- [取り組む課題]
**a.** 生きる意味をめぐる対談のうち、「生きる意味は一生模索するもの」から「2くらいは途上国にいたかな。」までを一字も変えずに書き出すこと。
**b.** 生きる意味をめぐる対談について、示された最後の文の後に続く部分を書くこと。

===== 本文の抜粋 =====

葉田:やっぱり早いとだめですね。人間徐々に上がっていくのがいいと思いますよ。でも、その中学生との出会いに救われて、もっと成長していこうと今もがいている最中です。
國井:面白いね。人間って、いろいろな経験をして挫折をしないと見えないことがあるんだよね。
葉田:僕は、小学校の卒業文集のタイトルが「生きる意味」でした。変なセンスだったんです。
生きる意味は一生模索するもの
國井:ある意味で早熟だったんだねえ。でも、生きる意味というのは一生模索していくものだと思う。僕自身も生きる意味をどこまで分かっているのか、実は分からない。
葉田:えー、そうですか。
國井:昔は生きる意味が分からなくて悩んでいたし、今も分からないけど、悩むより行動することにした。行動して限界にぶつかっても、悩んだりダメと思わずに、どうやったらクリアできるか、次の行動に集中するわけ。生きる「意味」より生きた「結果」に今は関心を持ってる。その限界をクリアするためには、今まで信じてた道や手段も放棄することもある。
例えば僕は医者として患者を診ることはとても好きだったけど、ソマリアで医者として働くだけじゃ、できることに限りがあると思って医者を捨てた。患者が病気になってからの治療じゃ助けられるのに限界がある。根本原因が汚い水衛生や栄養不良だったりするからね。薬では根本治療ができないことが多い。それで予防のための手段、政策や戦略作りなどのパブリックヘルスを学ぶためにアメリカに行ったの。その後も実は少し未練があったので、しばらくは医者として患者も診てたけど、途中からは二足のわらじは無理だったので、途中からはパブリックヘルス一本に絞った。日本国内の医療も辞めて、国際協力一本にしましたよ。JICAのプロジェクトなどで、途上国の地域保健、母子保健、感染症対策などに従事して年の3分の2くらいは途上国にいたかな。

===== 提供された項目 =====

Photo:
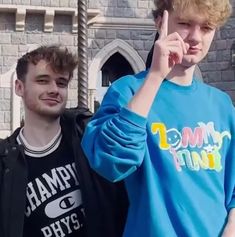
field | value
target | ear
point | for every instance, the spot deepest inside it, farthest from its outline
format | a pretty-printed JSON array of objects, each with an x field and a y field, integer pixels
[
  {"x": 158, "y": 22},
  {"x": 19, "y": 87}
]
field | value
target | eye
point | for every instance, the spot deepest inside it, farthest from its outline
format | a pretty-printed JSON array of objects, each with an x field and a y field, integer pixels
[
  {"x": 62, "y": 83},
  {"x": 42, "y": 81},
  {"x": 207, "y": 28},
  {"x": 183, "y": 23}
]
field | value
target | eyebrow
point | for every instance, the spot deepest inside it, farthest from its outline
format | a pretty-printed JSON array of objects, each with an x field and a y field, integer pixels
[
  {"x": 48, "y": 76},
  {"x": 42, "y": 76}
]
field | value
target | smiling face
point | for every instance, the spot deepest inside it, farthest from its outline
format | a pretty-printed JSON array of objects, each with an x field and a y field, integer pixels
[
  {"x": 195, "y": 30},
  {"x": 43, "y": 91}
]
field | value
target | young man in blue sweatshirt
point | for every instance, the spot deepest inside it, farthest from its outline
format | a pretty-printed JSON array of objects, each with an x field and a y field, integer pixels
[{"x": 169, "y": 136}]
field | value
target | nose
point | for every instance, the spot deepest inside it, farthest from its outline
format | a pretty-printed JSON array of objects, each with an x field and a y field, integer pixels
[
  {"x": 195, "y": 35},
  {"x": 52, "y": 87}
]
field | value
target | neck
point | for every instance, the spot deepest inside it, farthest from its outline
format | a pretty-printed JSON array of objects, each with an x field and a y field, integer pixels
[
  {"x": 181, "y": 75},
  {"x": 39, "y": 131}
]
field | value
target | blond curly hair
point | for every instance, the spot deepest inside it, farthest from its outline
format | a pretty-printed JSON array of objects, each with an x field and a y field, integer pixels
[{"x": 216, "y": 11}]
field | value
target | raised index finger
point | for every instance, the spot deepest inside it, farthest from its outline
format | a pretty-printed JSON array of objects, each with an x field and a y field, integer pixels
[{"x": 164, "y": 25}]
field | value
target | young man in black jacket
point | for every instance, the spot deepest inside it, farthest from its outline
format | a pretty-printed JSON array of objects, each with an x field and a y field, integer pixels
[{"x": 46, "y": 186}]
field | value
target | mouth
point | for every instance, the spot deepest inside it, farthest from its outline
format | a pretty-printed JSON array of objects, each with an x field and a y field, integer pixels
[{"x": 51, "y": 101}]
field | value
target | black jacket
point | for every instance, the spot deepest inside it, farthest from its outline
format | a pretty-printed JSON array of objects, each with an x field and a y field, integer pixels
[{"x": 105, "y": 203}]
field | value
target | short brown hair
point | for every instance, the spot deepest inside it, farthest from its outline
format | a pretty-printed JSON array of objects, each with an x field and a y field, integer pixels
[
  {"x": 217, "y": 11},
  {"x": 59, "y": 58}
]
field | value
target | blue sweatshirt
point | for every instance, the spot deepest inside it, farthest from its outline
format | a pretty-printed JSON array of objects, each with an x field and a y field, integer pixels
[{"x": 178, "y": 163}]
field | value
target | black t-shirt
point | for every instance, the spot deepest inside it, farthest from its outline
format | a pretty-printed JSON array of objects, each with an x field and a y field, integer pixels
[{"x": 53, "y": 197}]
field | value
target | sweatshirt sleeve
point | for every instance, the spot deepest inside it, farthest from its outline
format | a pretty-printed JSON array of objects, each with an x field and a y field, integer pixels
[
  {"x": 229, "y": 185},
  {"x": 114, "y": 140},
  {"x": 230, "y": 177}
]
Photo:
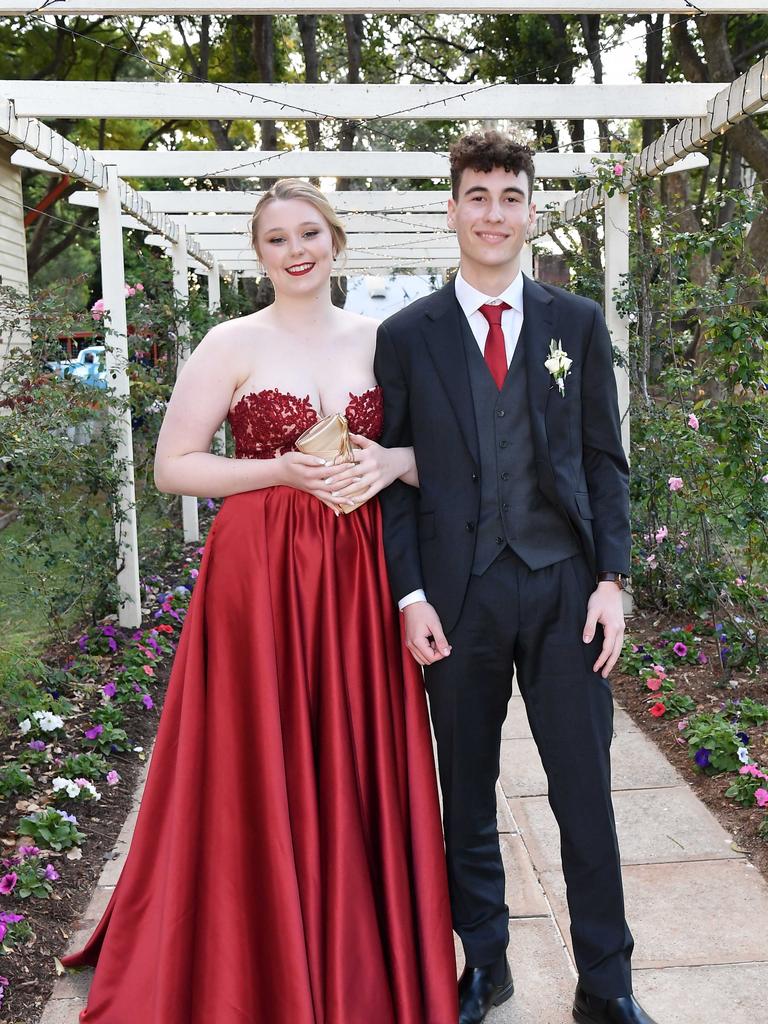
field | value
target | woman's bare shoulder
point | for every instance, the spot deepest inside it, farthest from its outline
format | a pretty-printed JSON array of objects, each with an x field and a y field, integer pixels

=====

- [順番どおりの解答]
**a.**
生きる意味は一生模索するもの
國井:ある意味で早熟だったんだねえ。でも、生きる意味というのは一生模索していくものだと思う。僕自身も生きる意味をどこまで分かっているのか、実は分からない。
葉田:えー、そうですか。
國井:昔は生きる意味が分からなくて悩んでいたし、今も分からないけど、悩むより行動することにした。行動して限界にぶつかっても、悩んだりダメと思わずに、どうやったらクリアできるか、次の行動に集中するわけ。生きる「意味」より生きた「結果」に今は関心を持ってる。その限界をクリアするためには、今まで信じてた道や手段も放棄することもある。
例えば僕は医者として患者を診ることはとても好きだったけど、ソマリアで医者として働くだけじゃ、できることに限りがあると思って医者を捨てた。患者が病気になってからの治療じゃ助けられるのに限界がある。根本原因が汚い水衛生や栄養不良だったりするからね。薬では根本治療ができないことが多い。それで予防のための手段、政策や戦略作りなどのパブリックヘルスを学ぶためにアメリカに行ったの。その後も実は少し未練があったので、しばらくは医者として患者も診てたけど、途中からは二足のわらじは無理だったので、途中からはパブリックヘルス一本に絞った。日本国内の医療も辞めて、国際協力一本にしましたよ。JICAのプロジェクトなどで、途上国の地域保健、母子保健、感染症対策などに従事して年の3分の2くらいは途上国にいたかな。

**b.**
葉田:なるほど。
國井:でもまた限界を感じたんだよね。政府が日本人を危険な目に遭わせられないから仕方ないんだけど、援助だと、日本人をあまり危険な場所に派遣できない。最も病気が多くて人が死んでいるのに、なぜその地域に支援できないの、って。さらにね、折角いいプロジェクトを開始しても、予算などの制約があって5年で終了なんてことも。
自分はどうせやるなら、最も支援が必要な場所で長期的に腰を据えた貢献をしたかったので、国連に移った。それも現場に最も近いところで、最も必要としている人々にサービスを提供してるユニセフにね。
実際に働いて本当によかった。ユニセフは軍事政権であっても紛争下であっても、いろんな技・裏技を使って現場に必要な支援を送り届けようとする。現地の市民社会や国境の向こう側にいるNGOと協力し合ったり、時には武装勢力や反政府勢力とも交渉したりね。ミャンマー、ソマリアでは100万人単位の規模でワクチンや医薬品を全国の紛争地にまで届けていった。診療所の改修からコールドチェーンの整備といったハード面から、診療所や地域の人材育成といったソフト面までカバーした。現場だけじゃなくて、政府に働きかけて国の母子保健計画や人材育成の戦略を作ったり……。
葉田:そうなんですか。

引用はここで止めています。